*What needs to be done*
Repeat nothing but the lines below running from the one containing "Query: riverbank" to the one containing "x=83, y=573". Keep both end lines.

-- Opening Marker --

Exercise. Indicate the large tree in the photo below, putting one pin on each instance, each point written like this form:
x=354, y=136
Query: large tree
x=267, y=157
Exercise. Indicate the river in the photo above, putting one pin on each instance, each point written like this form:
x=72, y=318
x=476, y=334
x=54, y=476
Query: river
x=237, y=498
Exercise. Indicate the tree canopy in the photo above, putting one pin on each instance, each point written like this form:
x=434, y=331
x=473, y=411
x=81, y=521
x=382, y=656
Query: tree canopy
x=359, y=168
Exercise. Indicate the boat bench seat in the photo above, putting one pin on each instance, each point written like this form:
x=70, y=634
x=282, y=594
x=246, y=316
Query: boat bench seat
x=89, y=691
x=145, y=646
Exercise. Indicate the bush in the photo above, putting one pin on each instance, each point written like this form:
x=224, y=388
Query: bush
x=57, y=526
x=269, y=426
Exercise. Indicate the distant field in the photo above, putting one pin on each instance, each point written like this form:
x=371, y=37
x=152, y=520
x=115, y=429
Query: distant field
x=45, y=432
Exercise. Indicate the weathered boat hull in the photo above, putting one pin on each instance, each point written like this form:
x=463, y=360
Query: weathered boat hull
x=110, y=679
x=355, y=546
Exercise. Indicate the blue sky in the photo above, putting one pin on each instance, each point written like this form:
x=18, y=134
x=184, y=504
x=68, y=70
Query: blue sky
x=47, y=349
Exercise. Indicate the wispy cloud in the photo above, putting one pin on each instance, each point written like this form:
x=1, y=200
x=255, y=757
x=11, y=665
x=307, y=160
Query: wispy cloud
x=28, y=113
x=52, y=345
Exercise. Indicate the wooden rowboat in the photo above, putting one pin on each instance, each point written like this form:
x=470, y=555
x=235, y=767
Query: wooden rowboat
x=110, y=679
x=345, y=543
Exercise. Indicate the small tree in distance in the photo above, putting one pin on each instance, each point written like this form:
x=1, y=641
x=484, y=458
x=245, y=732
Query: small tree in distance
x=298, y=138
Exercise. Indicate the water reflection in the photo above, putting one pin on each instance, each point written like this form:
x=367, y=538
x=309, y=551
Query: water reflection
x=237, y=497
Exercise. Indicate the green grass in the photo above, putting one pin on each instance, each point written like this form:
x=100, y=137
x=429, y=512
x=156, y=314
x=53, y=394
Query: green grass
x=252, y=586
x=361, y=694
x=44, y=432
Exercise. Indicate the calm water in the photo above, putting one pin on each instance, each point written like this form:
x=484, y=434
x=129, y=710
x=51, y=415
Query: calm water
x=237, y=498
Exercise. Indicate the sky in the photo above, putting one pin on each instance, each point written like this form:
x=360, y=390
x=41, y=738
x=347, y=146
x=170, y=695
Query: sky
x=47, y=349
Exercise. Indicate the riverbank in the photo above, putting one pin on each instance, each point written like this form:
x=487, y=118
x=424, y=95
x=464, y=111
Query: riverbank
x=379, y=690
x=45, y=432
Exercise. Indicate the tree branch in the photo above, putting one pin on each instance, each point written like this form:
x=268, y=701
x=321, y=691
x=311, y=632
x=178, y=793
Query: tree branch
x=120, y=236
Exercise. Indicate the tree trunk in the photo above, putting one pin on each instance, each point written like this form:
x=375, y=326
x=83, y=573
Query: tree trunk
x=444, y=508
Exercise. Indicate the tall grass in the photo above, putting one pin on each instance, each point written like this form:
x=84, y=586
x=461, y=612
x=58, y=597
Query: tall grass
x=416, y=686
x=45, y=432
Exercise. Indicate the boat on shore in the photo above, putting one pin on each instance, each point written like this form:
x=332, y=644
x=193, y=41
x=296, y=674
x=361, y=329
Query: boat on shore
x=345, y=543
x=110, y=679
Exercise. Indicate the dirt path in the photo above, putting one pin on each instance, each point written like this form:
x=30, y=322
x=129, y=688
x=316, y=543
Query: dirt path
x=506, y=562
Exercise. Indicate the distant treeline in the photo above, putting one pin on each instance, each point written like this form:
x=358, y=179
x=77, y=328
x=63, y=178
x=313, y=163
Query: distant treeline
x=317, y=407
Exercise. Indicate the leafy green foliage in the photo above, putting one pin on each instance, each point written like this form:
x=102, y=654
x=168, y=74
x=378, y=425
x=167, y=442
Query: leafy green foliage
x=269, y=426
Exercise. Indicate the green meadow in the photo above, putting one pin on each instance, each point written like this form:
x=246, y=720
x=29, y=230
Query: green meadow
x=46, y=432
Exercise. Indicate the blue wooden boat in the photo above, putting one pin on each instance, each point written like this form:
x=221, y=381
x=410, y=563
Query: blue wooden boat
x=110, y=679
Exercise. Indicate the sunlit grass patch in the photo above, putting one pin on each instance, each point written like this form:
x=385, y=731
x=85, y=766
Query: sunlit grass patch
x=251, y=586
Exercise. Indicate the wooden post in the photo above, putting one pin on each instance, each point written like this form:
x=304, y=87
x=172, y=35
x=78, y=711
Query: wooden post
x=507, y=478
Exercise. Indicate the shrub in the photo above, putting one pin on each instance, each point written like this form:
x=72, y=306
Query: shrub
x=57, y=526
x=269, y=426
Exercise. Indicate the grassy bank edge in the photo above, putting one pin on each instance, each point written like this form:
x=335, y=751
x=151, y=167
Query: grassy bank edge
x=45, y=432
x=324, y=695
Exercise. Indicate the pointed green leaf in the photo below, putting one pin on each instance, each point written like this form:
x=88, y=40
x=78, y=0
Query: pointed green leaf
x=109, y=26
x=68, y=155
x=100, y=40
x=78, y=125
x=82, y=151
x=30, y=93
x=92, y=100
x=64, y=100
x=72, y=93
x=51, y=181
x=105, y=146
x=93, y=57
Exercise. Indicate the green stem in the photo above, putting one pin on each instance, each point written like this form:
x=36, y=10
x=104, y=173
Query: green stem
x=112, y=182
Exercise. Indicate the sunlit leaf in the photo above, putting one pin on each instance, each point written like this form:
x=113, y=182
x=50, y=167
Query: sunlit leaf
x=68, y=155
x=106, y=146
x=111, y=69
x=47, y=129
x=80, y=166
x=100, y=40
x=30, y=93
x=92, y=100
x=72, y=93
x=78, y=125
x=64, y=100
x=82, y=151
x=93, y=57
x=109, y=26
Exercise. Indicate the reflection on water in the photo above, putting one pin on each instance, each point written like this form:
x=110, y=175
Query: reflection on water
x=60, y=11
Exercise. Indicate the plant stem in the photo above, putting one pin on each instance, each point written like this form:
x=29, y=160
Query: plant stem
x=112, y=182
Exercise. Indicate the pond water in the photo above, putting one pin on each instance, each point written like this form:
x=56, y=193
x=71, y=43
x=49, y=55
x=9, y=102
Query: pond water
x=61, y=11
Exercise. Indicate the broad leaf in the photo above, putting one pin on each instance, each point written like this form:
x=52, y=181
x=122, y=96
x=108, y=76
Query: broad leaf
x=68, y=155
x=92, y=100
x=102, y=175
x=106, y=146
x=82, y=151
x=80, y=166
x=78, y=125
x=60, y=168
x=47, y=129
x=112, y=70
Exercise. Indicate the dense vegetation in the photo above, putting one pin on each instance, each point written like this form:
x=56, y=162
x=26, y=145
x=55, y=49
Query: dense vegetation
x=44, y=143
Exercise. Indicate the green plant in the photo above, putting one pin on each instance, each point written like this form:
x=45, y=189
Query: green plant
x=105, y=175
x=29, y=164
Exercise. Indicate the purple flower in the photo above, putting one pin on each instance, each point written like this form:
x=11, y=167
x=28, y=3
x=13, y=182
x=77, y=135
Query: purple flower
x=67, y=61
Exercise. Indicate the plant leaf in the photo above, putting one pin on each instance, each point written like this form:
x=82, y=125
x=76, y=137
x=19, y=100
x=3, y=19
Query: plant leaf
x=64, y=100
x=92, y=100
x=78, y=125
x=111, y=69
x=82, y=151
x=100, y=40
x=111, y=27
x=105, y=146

-- Closing Marker --

*Exercise result*
Query: riverbank
x=379, y=690
x=45, y=432
Exercise. Indicate the tree branch in the photo above, putting one pin on each instance, each point written like this form:
x=268, y=701
x=321, y=691
x=311, y=632
x=178, y=793
Query: tree branch
x=120, y=236
Exercise. Indicate the tree trunk in the photo above, putting one pin on each instance, each point written like this form:
x=375, y=326
x=83, y=573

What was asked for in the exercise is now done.